Activity ::
Write out every record again, exactly.

Start of Available records

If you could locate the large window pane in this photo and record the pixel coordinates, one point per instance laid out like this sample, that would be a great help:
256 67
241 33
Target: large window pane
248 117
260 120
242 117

End of Available records

Task response ::
If you could locate the large window pane in this photo and record the pixel coordinates, one point per instance laid out like this sample, that would be a great help:
256 67
241 33
Target: large window pane
248 117
260 120
242 117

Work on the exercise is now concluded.